> [PROMPT]
Output the data below in full, character for character.

> [MATERIAL FOR THIS EXERCISE]
+ + + + +

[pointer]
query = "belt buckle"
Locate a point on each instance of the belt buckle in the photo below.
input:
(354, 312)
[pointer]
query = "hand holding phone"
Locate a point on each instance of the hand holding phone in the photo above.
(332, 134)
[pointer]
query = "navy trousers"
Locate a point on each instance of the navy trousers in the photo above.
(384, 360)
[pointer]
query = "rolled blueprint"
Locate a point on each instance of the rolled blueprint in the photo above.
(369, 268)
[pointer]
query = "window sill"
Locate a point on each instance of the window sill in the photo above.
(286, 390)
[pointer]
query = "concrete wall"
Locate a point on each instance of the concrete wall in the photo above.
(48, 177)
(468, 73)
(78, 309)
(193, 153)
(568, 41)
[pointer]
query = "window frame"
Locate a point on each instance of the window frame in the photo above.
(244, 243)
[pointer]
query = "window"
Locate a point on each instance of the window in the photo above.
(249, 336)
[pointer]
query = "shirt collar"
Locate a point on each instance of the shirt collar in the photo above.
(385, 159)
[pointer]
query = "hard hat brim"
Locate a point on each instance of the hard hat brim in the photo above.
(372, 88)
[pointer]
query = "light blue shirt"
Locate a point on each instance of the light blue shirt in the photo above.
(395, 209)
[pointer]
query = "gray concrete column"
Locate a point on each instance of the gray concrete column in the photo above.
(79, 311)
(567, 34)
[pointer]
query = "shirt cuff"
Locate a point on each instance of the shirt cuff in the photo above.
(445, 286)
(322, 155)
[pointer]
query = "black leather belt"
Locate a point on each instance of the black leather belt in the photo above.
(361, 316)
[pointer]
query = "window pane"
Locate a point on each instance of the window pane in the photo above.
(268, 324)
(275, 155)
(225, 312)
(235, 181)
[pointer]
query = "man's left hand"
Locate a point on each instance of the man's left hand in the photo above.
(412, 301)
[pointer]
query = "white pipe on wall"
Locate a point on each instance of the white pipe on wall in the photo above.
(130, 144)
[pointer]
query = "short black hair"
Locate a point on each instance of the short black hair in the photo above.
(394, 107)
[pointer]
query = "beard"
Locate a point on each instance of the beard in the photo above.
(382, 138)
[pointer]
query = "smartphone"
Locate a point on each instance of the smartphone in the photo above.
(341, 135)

+ + + + +

> [CORRECT ANSWER]
[pointer]
query = "belt buckle"
Locate a point on each instance of the belt buckle in the photo below.
input:
(354, 312)
[pointer]
query = "hand holding phone"
Locate a point on each instance of the hand holding phone in the photo above.
(332, 134)
[pointer]
query = "navy trousers"
Locate a point on each instance of the navy trousers in the photo above.
(384, 360)
[pointer]
query = "rolled blueprint"
Locate a point on each instance of the rolled blueprint in the photo above.
(369, 268)
[pointer]
query = "window sill"
Locate a point on each instance of the window sill in the photo above.
(286, 390)
[pointer]
query = "concrete wall"
Locate a point on each instance of the concrete wall in the photo above.
(48, 177)
(468, 73)
(78, 309)
(193, 153)
(568, 41)
[pointer]
query = "window frame"
Locate a point on each instance of the window frame in the photo above.
(244, 243)
[pointer]
query = "window"
Locate a point on each instance of the window in the photo above.
(249, 336)
[pointer]
query = "shirt collar"
Locate a point on each instance of the shirt collar in the photo above.
(385, 159)
[pointer]
query = "hard hat brim"
Locate a point on each instance of the hard hat brim in the photo above.
(372, 88)
[pointer]
query = "light blue shirt"
Locate a point on each instance of the light blue shirt in the photo above.
(395, 209)
[pointer]
query = "gray concrete column"
Locate a point on each instance of the gray concrete column in the photo above.
(79, 311)
(567, 34)
[pointer]
query = "shirt cuff"
Locate a point on each instance of the shirt cuff in the photo above.
(445, 286)
(322, 155)
[pointer]
query = "black leather belt"
Locate a point on each instance of the black leather belt in the photo above.
(361, 316)
[pointer]
query = "window pane"
Locate a point on each instance of the window pane in the photo above.
(268, 324)
(275, 155)
(225, 312)
(235, 181)
[pointer]
query = "man's left hand"
Locate a point on each instance of the man's left hand in the photo above.
(412, 301)
[pointer]
query = "white pipe on wall"
Locate a point on each instance of the white pipe on wall in the photo above.
(130, 144)
[pointer]
query = "short black hair"
Locate a point on each instance of the short black hair in the photo above.
(394, 107)
[pointer]
query = "beard"
Locate a point on each instance of the beard in the photo above.
(382, 138)
[pointer]
query = "smartphone"
Locate a point on each instance of the smartphone in the photo above.
(341, 135)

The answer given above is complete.